* **Objective**: Please extract every line of the entries below and reproduce each one without any change.

* **Data section**:
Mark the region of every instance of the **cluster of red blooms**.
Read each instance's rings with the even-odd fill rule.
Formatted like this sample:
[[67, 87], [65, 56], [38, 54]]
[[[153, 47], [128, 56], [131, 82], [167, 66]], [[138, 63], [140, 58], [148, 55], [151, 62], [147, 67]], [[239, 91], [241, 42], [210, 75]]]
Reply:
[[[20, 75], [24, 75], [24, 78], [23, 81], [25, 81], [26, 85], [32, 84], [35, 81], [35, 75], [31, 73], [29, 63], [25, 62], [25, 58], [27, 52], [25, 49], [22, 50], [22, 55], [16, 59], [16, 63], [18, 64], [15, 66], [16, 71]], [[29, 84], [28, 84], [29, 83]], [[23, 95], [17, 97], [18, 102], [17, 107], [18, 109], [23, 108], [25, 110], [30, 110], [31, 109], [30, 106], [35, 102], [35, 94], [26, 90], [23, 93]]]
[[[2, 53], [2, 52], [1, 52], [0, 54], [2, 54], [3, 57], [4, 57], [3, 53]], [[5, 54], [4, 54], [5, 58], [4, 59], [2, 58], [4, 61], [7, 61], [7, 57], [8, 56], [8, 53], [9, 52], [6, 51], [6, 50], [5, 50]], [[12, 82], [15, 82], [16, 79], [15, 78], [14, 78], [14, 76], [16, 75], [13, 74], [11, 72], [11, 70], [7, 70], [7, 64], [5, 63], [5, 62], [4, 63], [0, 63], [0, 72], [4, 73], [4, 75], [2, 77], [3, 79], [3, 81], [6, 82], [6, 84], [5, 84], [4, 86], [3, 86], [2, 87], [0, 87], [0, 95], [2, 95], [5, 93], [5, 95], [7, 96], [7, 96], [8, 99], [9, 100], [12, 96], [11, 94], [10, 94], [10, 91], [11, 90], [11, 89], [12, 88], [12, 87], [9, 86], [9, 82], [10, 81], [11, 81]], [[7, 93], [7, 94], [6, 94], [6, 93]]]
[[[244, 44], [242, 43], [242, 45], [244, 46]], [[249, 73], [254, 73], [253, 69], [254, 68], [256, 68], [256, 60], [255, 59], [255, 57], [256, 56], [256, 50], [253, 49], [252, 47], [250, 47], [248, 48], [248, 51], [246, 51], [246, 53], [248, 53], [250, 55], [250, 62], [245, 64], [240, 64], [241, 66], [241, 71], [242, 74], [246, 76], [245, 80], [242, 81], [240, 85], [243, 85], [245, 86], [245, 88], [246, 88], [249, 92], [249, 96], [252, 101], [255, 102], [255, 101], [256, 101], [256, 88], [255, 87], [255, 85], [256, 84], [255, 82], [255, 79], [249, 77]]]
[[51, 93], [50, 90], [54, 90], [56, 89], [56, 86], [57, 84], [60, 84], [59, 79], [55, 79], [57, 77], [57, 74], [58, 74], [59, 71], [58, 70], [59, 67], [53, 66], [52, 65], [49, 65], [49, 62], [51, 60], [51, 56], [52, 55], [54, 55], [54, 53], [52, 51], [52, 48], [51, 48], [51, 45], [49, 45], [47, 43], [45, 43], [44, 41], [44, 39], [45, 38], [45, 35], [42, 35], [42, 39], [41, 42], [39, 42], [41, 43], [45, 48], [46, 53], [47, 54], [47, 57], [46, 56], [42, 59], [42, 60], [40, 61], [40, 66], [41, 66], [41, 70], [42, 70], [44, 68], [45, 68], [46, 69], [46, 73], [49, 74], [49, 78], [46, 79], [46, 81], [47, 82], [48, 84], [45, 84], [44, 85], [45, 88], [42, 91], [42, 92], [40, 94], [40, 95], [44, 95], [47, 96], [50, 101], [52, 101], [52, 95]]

* **Final result**:
Mark the region of every instance of the **cluster of red blooms**.
Read each instance's rings with the even-odd fill rule.
Formatted like this sample:
[[67, 87], [65, 56], [38, 54]]
[[[153, 47], [128, 56], [131, 82], [167, 66]], [[138, 63], [140, 58], [148, 55], [151, 62], [147, 67]], [[239, 91], [241, 42], [210, 75]]]
Reply:
[[[20, 75], [24, 75], [24, 78], [23, 81], [25, 81], [26, 85], [32, 84], [35, 81], [35, 75], [31, 73], [29, 63], [25, 62], [25, 58], [27, 52], [25, 49], [22, 50], [22, 55], [16, 59], [16, 63], [18, 64], [15, 66], [16, 71]], [[29, 84], [28, 84], [29, 83]], [[23, 95], [17, 97], [18, 102], [17, 107], [18, 109], [23, 108], [25, 110], [30, 110], [31, 109], [30, 106], [35, 102], [35, 94], [26, 90], [23, 93]]]
[[[2, 53], [2, 52], [1, 52], [0, 54], [2, 54], [3, 57], [4, 57], [3, 53]], [[5, 54], [4, 54], [5, 58], [4, 59], [2, 58], [4, 61], [7, 61], [7, 57], [8, 56], [8, 53], [9, 52], [6, 51], [6, 50], [5, 50]], [[12, 82], [15, 82], [16, 79], [15, 78], [14, 78], [14, 76], [16, 75], [13, 74], [11, 72], [11, 70], [7, 70], [7, 64], [5, 63], [5, 62], [4, 63], [0, 63], [0, 72], [4, 73], [4, 75], [2, 77], [3, 79], [3, 81], [6, 82], [6, 84], [5, 84], [4, 86], [3, 86], [2, 87], [0, 87], [0, 95], [2, 95], [5, 93], [5, 95], [7, 96], [7, 96], [8, 99], [9, 100], [12, 96], [11, 94], [10, 94], [10, 91], [11, 90], [11, 89], [12, 88], [12, 87], [9, 86], [9, 82], [10, 81], [11, 81]], [[7, 93], [7, 94], [6, 94], [6, 93]]]
[[[244, 44], [242, 43], [242, 45], [244, 46]], [[249, 73], [254, 73], [253, 69], [254, 68], [256, 68], [256, 60], [255, 59], [255, 57], [256, 56], [256, 50], [253, 49], [252, 47], [250, 47], [248, 48], [248, 51], [246, 51], [246, 53], [248, 53], [250, 55], [250, 62], [245, 64], [240, 64], [241, 66], [241, 71], [242, 74], [246, 76], [245, 80], [242, 81], [240, 85], [243, 85], [245, 86], [245, 88], [246, 88], [249, 92], [249, 96], [252, 101], [255, 102], [255, 101], [256, 101], [256, 88], [255, 87], [255, 85], [256, 84], [255, 82], [255, 79], [249, 77]]]
[[51, 93], [50, 90], [54, 90], [56, 89], [56, 86], [57, 84], [60, 84], [59, 79], [55, 79], [57, 77], [57, 74], [58, 74], [59, 71], [58, 70], [59, 67], [53, 66], [52, 65], [49, 65], [49, 62], [51, 60], [51, 56], [52, 55], [54, 55], [54, 53], [52, 51], [52, 48], [51, 48], [51, 45], [49, 45], [47, 43], [45, 43], [44, 41], [44, 39], [45, 38], [45, 35], [42, 35], [42, 39], [41, 42], [39, 42], [41, 43], [45, 48], [46, 53], [47, 54], [47, 57], [46, 56], [42, 59], [42, 60], [40, 61], [40, 66], [41, 66], [41, 70], [42, 70], [44, 68], [45, 68], [46, 69], [46, 73], [49, 74], [49, 78], [46, 79], [46, 81], [47, 82], [48, 84], [45, 84], [44, 85], [45, 88], [42, 91], [42, 92], [40, 94], [40, 95], [44, 95], [47, 96], [50, 101], [52, 101], [52, 95]]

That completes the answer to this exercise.